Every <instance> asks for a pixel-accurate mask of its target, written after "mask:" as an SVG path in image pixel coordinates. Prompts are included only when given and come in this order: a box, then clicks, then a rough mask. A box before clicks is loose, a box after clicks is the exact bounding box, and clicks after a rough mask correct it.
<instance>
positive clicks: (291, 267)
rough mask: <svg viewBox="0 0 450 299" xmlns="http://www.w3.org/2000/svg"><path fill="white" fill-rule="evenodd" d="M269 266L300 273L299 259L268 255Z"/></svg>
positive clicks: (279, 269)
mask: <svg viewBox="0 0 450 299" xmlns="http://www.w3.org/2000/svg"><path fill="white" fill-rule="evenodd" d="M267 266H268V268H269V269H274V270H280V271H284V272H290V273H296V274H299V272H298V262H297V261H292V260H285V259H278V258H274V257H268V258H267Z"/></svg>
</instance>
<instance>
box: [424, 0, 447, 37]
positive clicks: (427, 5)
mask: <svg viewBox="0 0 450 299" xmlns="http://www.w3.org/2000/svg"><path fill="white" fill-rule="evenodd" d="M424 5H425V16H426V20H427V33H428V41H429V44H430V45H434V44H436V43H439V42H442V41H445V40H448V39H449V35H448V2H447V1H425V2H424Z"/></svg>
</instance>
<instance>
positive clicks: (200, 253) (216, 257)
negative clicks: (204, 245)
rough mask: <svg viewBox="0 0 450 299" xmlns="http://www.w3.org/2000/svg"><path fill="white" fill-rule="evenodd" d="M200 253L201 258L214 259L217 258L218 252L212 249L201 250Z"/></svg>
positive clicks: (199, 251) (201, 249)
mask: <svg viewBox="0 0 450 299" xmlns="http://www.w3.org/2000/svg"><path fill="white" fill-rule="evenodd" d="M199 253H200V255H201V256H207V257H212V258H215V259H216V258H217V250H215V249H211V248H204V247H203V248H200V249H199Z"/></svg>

> _ASSIGNMENT_: Restate all of the material, keeping every word intact.

> _TASK RESPONSE_:
Every <instance> asks for a pixel-accurate mask of its target, written after "mask:" as an SVG path in image pixel coordinates. Prompts are included only when given and come in this order: a box, then clicks, then a rough mask. A box before clicks is loose, a box after clicks is the exact bounding box, and clicks after a rough mask correct it.
<instance>
positive clicks: (291, 267)
rough mask: <svg viewBox="0 0 450 299" xmlns="http://www.w3.org/2000/svg"><path fill="white" fill-rule="evenodd" d="M269 266L300 273L299 259L268 255Z"/></svg>
positive clicks: (279, 269)
mask: <svg viewBox="0 0 450 299" xmlns="http://www.w3.org/2000/svg"><path fill="white" fill-rule="evenodd" d="M267 266H268V268H269V269H274V270H280V271H284V272H290V273H296V274H299V272H298V262H297V261H292V260H285V259H278V258H274V257H268V258H267Z"/></svg>
</instance>
<instance>
box: [424, 0, 447, 37]
positive clicks: (427, 5)
mask: <svg viewBox="0 0 450 299" xmlns="http://www.w3.org/2000/svg"><path fill="white" fill-rule="evenodd" d="M424 5H425V16H426V20H427V33H428V41H429V44H430V45H434V44H436V43H439V42H442V41H445V40H448V39H449V35H448V2H447V1H425V2H424Z"/></svg>
</instance>
<instance>
positive clicks: (200, 253) (216, 257)
negative clicks: (204, 245)
rough mask: <svg viewBox="0 0 450 299" xmlns="http://www.w3.org/2000/svg"><path fill="white" fill-rule="evenodd" d="M200 253L201 258L214 259L217 258L218 252L212 249L201 250Z"/></svg>
positive clicks: (199, 251) (201, 249)
mask: <svg viewBox="0 0 450 299" xmlns="http://www.w3.org/2000/svg"><path fill="white" fill-rule="evenodd" d="M199 253H200V255H201V256H207V257H212V258H215V259H216V258H217V250H215V249H211V248H204V247H203V248H200V249H199Z"/></svg>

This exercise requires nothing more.